■ ИСХОДНЫЙ ТЕКСТ ■
-=-=-
КИНООБОЗРЕНИЕ НАТАЛЬИ СИРИВЛИ
Мексиканское кино
В прошлом году на Венецианском фестивале случился своего рода бенефис мексиканского кино. Председателем жюри был Гильермо дель Торо («Лабиринт Фавна», «Форма воды»), а две самые обсуждаемые ленты в программе — «Рим» Альфонсо Куарона («Дитя человеческое», «Гравитация») и «Наше время» Карлоса Рейгадаса («Безмолвный свет», «И после мрака свет»). Куарон увез из Венеции «Золотого льва» и имеет 10 номинаций на «Оскар». Рейгадас остался без призов, а что до «Оскаров», то никому из американских киноакадемиков даже в голову не пришло бы номинировать это трехчасовое «занудство». Однако по уровню фильмы сопоставимы, и их интересно сравнивать как по сути, так и по части стратегии воздействия на зрителя.
В обоих случаях перед нами, что называется, кино «про себя».
«Рим» Альфонсо Куарона («Рим» тут — исторический квартал для среднего класса в Мехико), снятый на деньги глобального стримингового концерна Netflix, — черно-белый фильм, основанный на детских воспоминаниях автора. Действие происходит в 1971 году, воссозданном на экране с фантастическим размахом и точностью: машины, дома, одежда, еда и напитки, телевизионные шоу, журналы, репертуар и реклама кинотеатров, музыка, шумы, исторический фон… Долгие панорамы многолюдного Мехико, кажется, сняты документальной камерой в духе синема верите. В какой-то момент попросту забываешь, что между временем действия и временем съемки — полвека. Основная локация — буржуазный дом в стиле мексиканского колониального конструктивизма: роскошная лестница внутри, железные ступеньки снаружи (они ведут на крышу и в каморку прислуги), патио, мощенное каменными плитами и слишком узкое для пафосного хозяйского форда «Гэлакси», пес Баррас, который вечно гадит и норовит удрать за ворота, растения в кадках, канарейки в клетках, семья: мама София (Марина де Тавира), папа Антонио, который потом исчезнет (Фернандо Гредиага), Бабушка (Вероника Гарсия) четверо детей, две служанки индейских кровей… Одна из них — Клео (Ялица Апарисио) — в центре повествования. И это — очень важный момент.
-=-=-
■ СПИСОК ЗАПИСЕЙ ■
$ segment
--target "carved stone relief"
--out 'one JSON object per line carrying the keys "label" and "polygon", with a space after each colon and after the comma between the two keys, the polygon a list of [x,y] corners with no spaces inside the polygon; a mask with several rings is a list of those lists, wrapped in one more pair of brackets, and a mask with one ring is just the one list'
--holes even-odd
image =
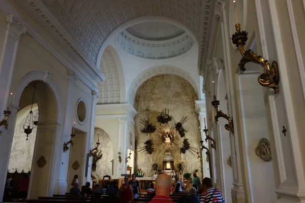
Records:
{"label": "carved stone relief", "polygon": [[74,170],[77,170],[79,167],[79,163],[78,162],[78,161],[77,161],[77,160],[74,161],[74,162],[72,164],[72,168]]}
{"label": "carved stone relief", "polygon": [[262,138],[256,148],[255,153],[264,161],[270,161],[272,159],[270,142],[266,138]]}
{"label": "carved stone relief", "polygon": [[42,168],[47,164],[47,160],[44,156],[41,156],[36,162],[40,168]]}

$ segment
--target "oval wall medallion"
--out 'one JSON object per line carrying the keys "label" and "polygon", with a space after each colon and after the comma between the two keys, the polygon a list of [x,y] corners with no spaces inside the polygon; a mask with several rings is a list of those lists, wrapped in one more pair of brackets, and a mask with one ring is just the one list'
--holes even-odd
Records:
-=-=-
■ ЗАДАНИЯ ■
A) Перепишите фрагмент обзора о мексиканском кино, начиная со слов «КИНООБОЗРЕНИЕ НАТАЛЬИ СИРИВЛИ» и продолжая до слов «воздействия на зрителя.», заменив «Гильермо дель Торо» на «мексиканский режиссер».
B) Напишите продолжение обзора о мексиканском кино, которое следует сразу за последним приведенным предложением.

■ ОТВЕТЫ ПО ЗАДАНИЯМ ■
A)
КИНООБОЗРЕНИЕ НАТАЛЬИ СИРИВЛИ
Мексиканское кино
В прошлом году на Венецианском фестивале случился своего рода бенефис мексиканского кино. Председателем жюри был мексиканский режиссер («Лабиринт Фавна», «Форма воды»), а две самые обсуждаемые ленты в программе — «Рим» Альфонсо Куарона («Дитя человеческое», «Гравитация») и «Наше время» Карлоса Рейгадаса («Безмолвный свет», «И после мрака свет»). Куарон увез из Венеции «Золотого льва» и имеет 10 номинаций на «Оскар». Рейгадас остался без призов, а что до «Оскаров», то никому из американских киноакадемиков даже в голову не пришло бы номинировать это трехчасовое «занудство». Однако по уровню фильмы сопоставимы, и их интересно сравнивать как по сути, так и по части стратегии воздействия на зрителя.

B)
В отличии от 99% автобиографических фильмов о детстве, «Рим» — не драма взросления. Детально воссозданная среда, система повторяющихся семейных ритуалов работает тут как своего рода регрессивный гипноз, погружающий в «райское» состояние ребенка «на ручках» или даже «в утробе матери». Забота любящей няньки Клео (что характерно, беременной) — благодатная плацента, защищающая детей от безжалостного внешнего мира. Там черт-те что творится: землетрясение, пожар, уход отца из семьи, предательство, политическое насилие… И саспенс в том, что кажется: спасительная мембрана вот-вот исчезнет или будет разрушена. Опасаешься, что Клео, сообщившую хозяйке о беременности, уволят, — но ее оставляют… Что помешанный на «боевых искусствах» придурок Фермин (Хорхе Антонио Геррера), отец ребенка, женится на ней, но он посылает ее подальше. Что кто-то из детей потеряется, пострадает от огня, попадет под пулю в сцене стрельбы в богатом поместье, где проводят Рождество, что один другого изувечит в ссоре… Но всякий раз тревога рассеивается: дети целы, все хорошо.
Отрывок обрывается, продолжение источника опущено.